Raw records
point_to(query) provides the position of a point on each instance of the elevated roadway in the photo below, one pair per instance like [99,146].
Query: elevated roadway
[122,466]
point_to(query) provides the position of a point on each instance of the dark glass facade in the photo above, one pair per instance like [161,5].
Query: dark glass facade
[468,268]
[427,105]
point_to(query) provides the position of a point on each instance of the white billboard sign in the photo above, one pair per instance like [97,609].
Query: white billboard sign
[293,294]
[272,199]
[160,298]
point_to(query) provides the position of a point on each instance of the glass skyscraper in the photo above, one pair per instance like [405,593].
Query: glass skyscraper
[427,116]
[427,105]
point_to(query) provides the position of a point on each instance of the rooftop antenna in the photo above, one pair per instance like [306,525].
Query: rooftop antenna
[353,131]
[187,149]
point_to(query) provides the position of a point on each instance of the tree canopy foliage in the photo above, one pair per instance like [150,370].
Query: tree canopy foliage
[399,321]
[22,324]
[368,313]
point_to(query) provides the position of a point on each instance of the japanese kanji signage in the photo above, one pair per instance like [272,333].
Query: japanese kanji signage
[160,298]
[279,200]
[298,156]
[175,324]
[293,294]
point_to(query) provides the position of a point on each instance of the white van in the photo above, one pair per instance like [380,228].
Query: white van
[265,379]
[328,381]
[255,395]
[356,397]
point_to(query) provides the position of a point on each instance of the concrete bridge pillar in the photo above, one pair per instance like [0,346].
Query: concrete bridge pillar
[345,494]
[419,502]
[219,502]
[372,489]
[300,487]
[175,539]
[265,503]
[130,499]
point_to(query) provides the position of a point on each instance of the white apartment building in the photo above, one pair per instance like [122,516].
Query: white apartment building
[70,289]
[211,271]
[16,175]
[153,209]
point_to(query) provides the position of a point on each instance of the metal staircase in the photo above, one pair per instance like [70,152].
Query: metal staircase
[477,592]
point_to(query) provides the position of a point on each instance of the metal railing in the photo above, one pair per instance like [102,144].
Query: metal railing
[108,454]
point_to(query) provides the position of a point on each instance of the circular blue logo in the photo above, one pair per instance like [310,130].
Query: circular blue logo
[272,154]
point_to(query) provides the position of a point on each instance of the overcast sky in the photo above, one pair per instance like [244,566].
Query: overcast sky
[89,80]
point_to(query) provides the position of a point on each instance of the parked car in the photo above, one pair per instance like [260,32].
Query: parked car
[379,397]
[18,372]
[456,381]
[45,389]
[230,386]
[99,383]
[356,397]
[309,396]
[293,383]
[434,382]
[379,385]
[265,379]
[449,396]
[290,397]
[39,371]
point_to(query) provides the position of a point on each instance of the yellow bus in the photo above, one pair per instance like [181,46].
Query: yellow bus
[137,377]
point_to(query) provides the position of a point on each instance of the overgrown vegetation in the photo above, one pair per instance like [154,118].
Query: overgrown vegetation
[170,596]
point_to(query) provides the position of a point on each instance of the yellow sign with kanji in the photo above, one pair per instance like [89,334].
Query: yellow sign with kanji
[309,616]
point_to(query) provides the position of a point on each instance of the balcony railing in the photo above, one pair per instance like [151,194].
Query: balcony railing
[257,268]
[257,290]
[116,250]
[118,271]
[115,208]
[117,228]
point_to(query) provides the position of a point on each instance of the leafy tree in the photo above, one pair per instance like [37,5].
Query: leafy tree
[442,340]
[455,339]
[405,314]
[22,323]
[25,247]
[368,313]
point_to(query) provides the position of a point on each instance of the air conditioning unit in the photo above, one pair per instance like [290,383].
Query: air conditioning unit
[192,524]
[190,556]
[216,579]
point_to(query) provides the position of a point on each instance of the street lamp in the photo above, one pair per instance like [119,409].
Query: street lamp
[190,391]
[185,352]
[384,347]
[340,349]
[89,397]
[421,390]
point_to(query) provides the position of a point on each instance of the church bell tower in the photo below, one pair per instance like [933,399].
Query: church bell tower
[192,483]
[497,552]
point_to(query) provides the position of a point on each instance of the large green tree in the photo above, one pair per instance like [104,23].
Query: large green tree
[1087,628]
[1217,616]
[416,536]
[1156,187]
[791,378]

▸ **Challenge**
Print the material verbatim, all of it.

▸ **Right answer**
point_to(query) provides the position of a point on each instance of the elevated roadway in the photo below, one pair per instance like [99,146].
Query: elevated roadway
[122,466]
point_to(query) provides the position of a point on each instance of the dark glass facade in the photo above, one pair per instance like [161,5].
Query: dark glass facade
[468,268]
[427,105]
point_to(query) provides the position of a point on each instance of the white billboard sign in the photo above, one pair per instance like [97,609].
Query: white billboard sign
[293,294]
[272,199]
[160,298]
point_to(query) provides the position of a point on each instance of the glass skyscraper in the photo above, one pair per instance like [405,593].
Query: glass skyscraper
[427,116]
[427,105]
point_to(query) provides the position of a point on each instance of the rooftop antenna in the photo above, one pair per instance like [306,525].
Query: rooftop antenna
[353,131]
[187,149]
point_to(query) provides the position of a point on each instance of the tree canopy foliage in the photo above, one pair per instance like [150,370].
Query: tree canopy foliage
[399,321]
[22,324]
[368,313]
point_to(query) provides the position of a point on each instance of the japanese kanji signage in the photo above, one pair per instance like [272,333].
Query: japanese kanji signage
[160,298]
[279,200]
[298,156]
[175,324]
[293,294]
point_to(query) provides the position of a point on each instance of the white van in the photo above, one pair per instance like [380,228].
Query: white van
[265,379]
[328,381]
[255,395]
[356,397]
point_to(query) provides the position of a point on each instance of the concrete bridge pillar in the photo above, one pair per instance like [0,346].
Query: concrete bridge pillar
[345,494]
[419,502]
[219,502]
[372,489]
[300,487]
[175,539]
[265,503]
[130,499]
point_to(query) provides the position of a point on each instance of the white apartment building in the photo above, one pair per instance like [122,516].
Query: white apartment building
[70,289]
[211,271]
[16,175]
[153,209]
point_to(query) provides the position of a point on each instance of the metal staircase in the photo above, one pair per instance like [70,152].
Query: metal staircase
[477,592]
point_to(query) provides the position of a point on each instance of the metal railing in the photo above, one pair per instance like [102,144].
Query: metal railing
[108,454]
point_to(query) provides the position of a point on each instance of the circular blue logo in the photo above, one pair per instance like [310,130].
Query: circular blue logo
[272,154]
point_to(query) provides the position of a point on each instance of the overcast sky in the photo above, one pair per instance like [244,566].
Query: overcast sky
[89,80]
point_to(query) provides the position of a point on each instance of the parked car in the photo above, one pair per instance like [260,32].
Query: parked car
[379,397]
[18,372]
[456,381]
[45,389]
[230,386]
[99,383]
[356,397]
[309,396]
[293,383]
[434,382]
[379,385]
[265,379]
[449,396]
[290,397]
[39,371]
point_to(query) provides the position of a point on each instance of the yellow bus in the photo above, one pair per instance like [181,46].
Query: yellow bus
[137,377]
point_to(query) provides the position of a point on each instance of the overgrown vegetation in the photo above, one pair per instance like [154,118].
Query: overgrown vegetation
[170,596]
point_to(query) provides the position of a point on each instance of the yellow sign with kanji in the photo above, one pair per instance like [89,334].
Query: yellow sign with kanji
[309,616]
point_to(query) provides the position of a point on each instance of the balcony railing in the photo above, one pair per instance like [151,194].
Query: balcony railing
[257,268]
[257,290]
[116,250]
[118,271]
[115,208]
[117,228]
point_to(query) provides the position of a point on each instance of the leafy tree in the photo above, one pair per instance like [37,5].
Query: leafy tree
[442,340]
[455,339]
[405,314]
[22,323]
[25,247]
[368,313]
point_to(query) provides the position of a point on each instance of the air conditioning unit in the photo above, one pair per instance like [290,383].
Query: air conditioning unit
[192,524]
[190,556]
[216,579]
point_to(query) provides the position of a point on each instance of the street lamp in the photo above, one pair per instance like [119,409].
Query: street lamp
[190,391]
[185,352]
[384,347]
[340,349]
[89,397]
[421,390]
point_to(query) provides the position of a point on each instance of the church bell tower in the photo below, one pair per instance like [933,399].
Query: church bell tower
[192,483]
[497,552]
point_to(query) provides the position of a point on each instance of the large green tree in the photo above, one pair per instance like [104,23].
Query: large green tree
[1087,628]
[1217,616]
[416,536]
[1156,187]
[791,378]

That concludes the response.